- [Extract to read]
::::::::

# 2003 hemi 2500 overheating?



## jmckee2 (Nov 1, 2008)

Have not plowed with truck yet, just bought truck (03 reg. cab 2500 hemi) and set it up with the western 8' pro plus and yesterday overheated on highway going 60 mph with plow on. Fluid was everywhere and I thought I blew a hose or hole in radiator and all I saw was the radiator cap was loose feeling, I believe it released the fluid because the temp. was so high? I let things cool down and replaced fluid and drove slower to where I was going and was ok, but still getting hot. Any advice on what I can do? I was reading about trying to drive slower with blade as low as possible or try a airfoil possibly. I thought I had a bad thermostat until I starting reading other people's issues. Anyone ever try running a colder thermostat, I remember running on of those on a Mustang GT long time ago? Thanks for some suggestions.


----------



## JDiepstra (Sep 15, 2008)

The trucks get hot driving at high speed. It's not uncommon. What temps were you seeing?


----------



## jmckee2 (Nov 1, 2008)

I wasn't watching it, but it just blew and steam was going everywhere and I pulled over asap, let cool, added coolant and then kept going and it was getting close to red line again.


----------



## jmckee2 (Nov 1, 2008)

I already thinking of making my own airfoil or looking into a cooler tstat if possible.


----------



## JDiepstra (Sep 15, 2008)

My Dodge is a diesel so not quite the same, but is it possible that the hose that goes from the radiator to the overflow tank blew off? These hoses are known to not be secured well!


----------



## jmckee2 (Nov 1, 2008)

::::::::

- [Data section]
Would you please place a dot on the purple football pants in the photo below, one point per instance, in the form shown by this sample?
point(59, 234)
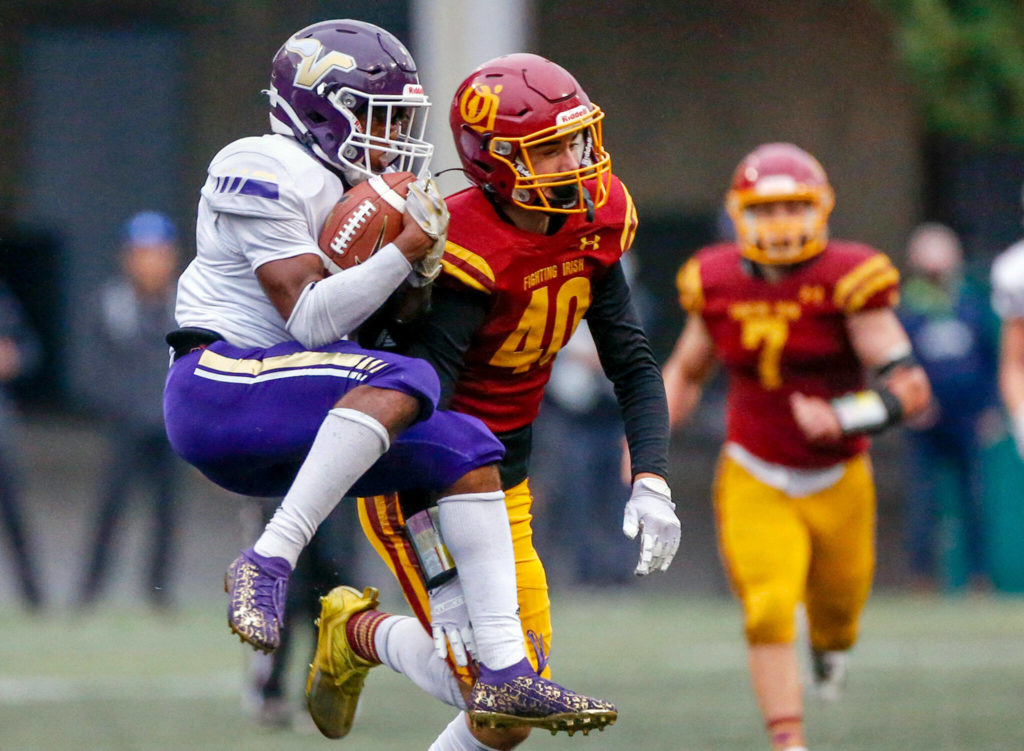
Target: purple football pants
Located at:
point(247, 417)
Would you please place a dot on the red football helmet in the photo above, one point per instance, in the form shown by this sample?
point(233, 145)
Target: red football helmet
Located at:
point(792, 179)
point(516, 101)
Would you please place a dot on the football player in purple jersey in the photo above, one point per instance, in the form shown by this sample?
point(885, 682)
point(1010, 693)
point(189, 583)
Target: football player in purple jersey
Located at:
point(266, 397)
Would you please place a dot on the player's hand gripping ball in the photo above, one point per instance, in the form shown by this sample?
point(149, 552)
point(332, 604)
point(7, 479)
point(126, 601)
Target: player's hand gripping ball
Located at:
point(368, 217)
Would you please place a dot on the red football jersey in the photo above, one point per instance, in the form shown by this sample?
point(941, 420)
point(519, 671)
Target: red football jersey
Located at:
point(540, 287)
point(778, 337)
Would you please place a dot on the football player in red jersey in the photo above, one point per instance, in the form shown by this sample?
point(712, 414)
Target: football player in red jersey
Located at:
point(796, 319)
point(534, 247)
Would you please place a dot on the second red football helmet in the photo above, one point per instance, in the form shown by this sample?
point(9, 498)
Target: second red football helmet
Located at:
point(775, 173)
point(516, 101)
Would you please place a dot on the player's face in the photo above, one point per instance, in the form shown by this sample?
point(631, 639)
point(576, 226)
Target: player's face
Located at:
point(382, 127)
point(556, 156)
point(782, 227)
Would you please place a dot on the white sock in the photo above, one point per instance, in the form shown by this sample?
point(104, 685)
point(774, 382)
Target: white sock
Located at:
point(406, 648)
point(458, 738)
point(475, 528)
point(346, 446)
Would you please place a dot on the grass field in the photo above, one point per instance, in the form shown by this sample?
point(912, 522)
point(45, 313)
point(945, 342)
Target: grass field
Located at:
point(929, 674)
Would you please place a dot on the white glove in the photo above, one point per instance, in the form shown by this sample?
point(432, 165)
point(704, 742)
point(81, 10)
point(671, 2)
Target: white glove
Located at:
point(651, 512)
point(1018, 429)
point(426, 205)
point(450, 623)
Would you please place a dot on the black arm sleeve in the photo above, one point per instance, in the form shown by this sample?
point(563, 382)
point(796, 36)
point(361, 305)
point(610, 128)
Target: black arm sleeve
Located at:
point(629, 363)
point(442, 337)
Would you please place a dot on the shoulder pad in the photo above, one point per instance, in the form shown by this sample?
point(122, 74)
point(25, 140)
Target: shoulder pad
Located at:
point(869, 281)
point(1008, 282)
point(689, 286)
point(268, 176)
point(467, 267)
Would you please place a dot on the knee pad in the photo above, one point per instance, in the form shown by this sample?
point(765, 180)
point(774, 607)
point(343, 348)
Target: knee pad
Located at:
point(770, 619)
point(412, 376)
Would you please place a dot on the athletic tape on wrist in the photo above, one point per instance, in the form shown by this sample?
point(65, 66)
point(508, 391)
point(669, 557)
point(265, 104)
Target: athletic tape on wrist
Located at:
point(868, 411)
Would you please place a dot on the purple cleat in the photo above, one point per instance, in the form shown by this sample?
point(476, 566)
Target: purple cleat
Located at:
point(256, 587)
point(516, 696)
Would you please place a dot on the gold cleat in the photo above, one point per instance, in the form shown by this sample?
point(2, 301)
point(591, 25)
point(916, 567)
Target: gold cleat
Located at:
point(337, 673)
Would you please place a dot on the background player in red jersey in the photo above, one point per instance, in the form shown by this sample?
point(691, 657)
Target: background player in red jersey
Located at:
point(534, 247)
point(796, 319)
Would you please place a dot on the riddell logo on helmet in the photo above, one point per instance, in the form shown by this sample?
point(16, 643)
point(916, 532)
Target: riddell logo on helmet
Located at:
point(576, 113)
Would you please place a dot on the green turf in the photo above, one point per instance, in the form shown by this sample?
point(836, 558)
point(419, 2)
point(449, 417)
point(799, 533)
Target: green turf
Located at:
point(929, 674)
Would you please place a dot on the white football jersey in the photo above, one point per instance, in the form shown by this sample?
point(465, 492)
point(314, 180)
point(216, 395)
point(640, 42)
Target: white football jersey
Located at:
point(265, 198)
point(1008, 282)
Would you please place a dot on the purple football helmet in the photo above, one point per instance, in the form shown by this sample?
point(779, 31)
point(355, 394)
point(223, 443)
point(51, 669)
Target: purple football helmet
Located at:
point(335, 80)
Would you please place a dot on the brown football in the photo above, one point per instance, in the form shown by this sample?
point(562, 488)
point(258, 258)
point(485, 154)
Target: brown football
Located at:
point(367, 218)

::::::::

- [Required task 1] In the Hemi overheating thread, revise the part that opens with "I wasn't watching" and closes with "tstat if possible.", putting "antifreeze" in place of "coolant".
- [Required task 2] In the Hemi overheating thread, what plow did jmckee2 set up on the newly bought truck?
- [Required task 3] Extend the Hemi overheating thread past its final line.
The listing has no connection to the Hemi overheating thread.

- [Written answer 1]
I wasn't watching it, but it just blew and steam was going everywhere and I pulled over asap, let cool, added antifreeze and then kept going and it was getting close to red line again.


----------



## jmckee2 (Nov 1, 2008)

I already thinking of making my own airfoil or looking into a cooler tstat if possible.

- [Written answer 2] A Western 8' Pro Plus.

- [Written answer 3]
Yeah, that hose was still attached as well as all the others and only thing I noticed was the radiator cap not in the locked position which I believe where all the fluid came from.


----------



## NBI Lawn (Oct 15, 2007)

Not going to lie, I hate these posts. I bet there are a dozen per week. It over heated with the blade on...hmm... strange.... plow wasnt in the sweet spot. Keep an eye on the temp gauge next time and adjust plow as needed. It would happen to everyone if they drove with the plow in the "wrong" position.


----------



## jmckee2 (Nov 1, 2008)

It seems the only "right position" for me might be OFF! What is your right position NBI?


----------



## NBI Lawn (Oct 15, 2007)

jmckee2;647258 said:


> It seems the only "right position" for me might be OFF! What is your right position NBI?


I have a Cummins and a Hiniker so it will be different for me. Try it like 4 inches of the ground in the straight and angled positions. If that doesnt work try it all the way up, some trucks like the air to come under the plow. Like I said play with the plow and find out were your truck likes it, dont just let it get hot.

When I am driving I can move the plow and watch the temp gauge move up, down...whatever


----------



## Grn Mtn (Sep 21, 2004)

my 04 ram 2500 never overheated with my 8' fisher HD, I even drove on the thruway to buffalo for a plowsite meet and it didn't overheat. when highway driving i would usually have it straight and low, but the majority of the time i would have it high and angled up to the right. I would use my trucks outside temp guage as a guide, since its located under the hood it would let you know if the engine block was heating up. typically the truck would run 15*ish warmer than outside air and if the blade blocked too much it would climb to say 80 or 90*, make an adjustment and about a minute later the temp would fall to say 40 or 50* with the reall outside temp being 30*ish. not sure if that helps.


----------



## jmckee2 (Nov 1, 2008)

I will give it a shot. thanks nbi


----------



## stillen (Dec 7, 2003)

my 05 dodge hemi QC would over heat if i had the blade straight , i have to angle it..........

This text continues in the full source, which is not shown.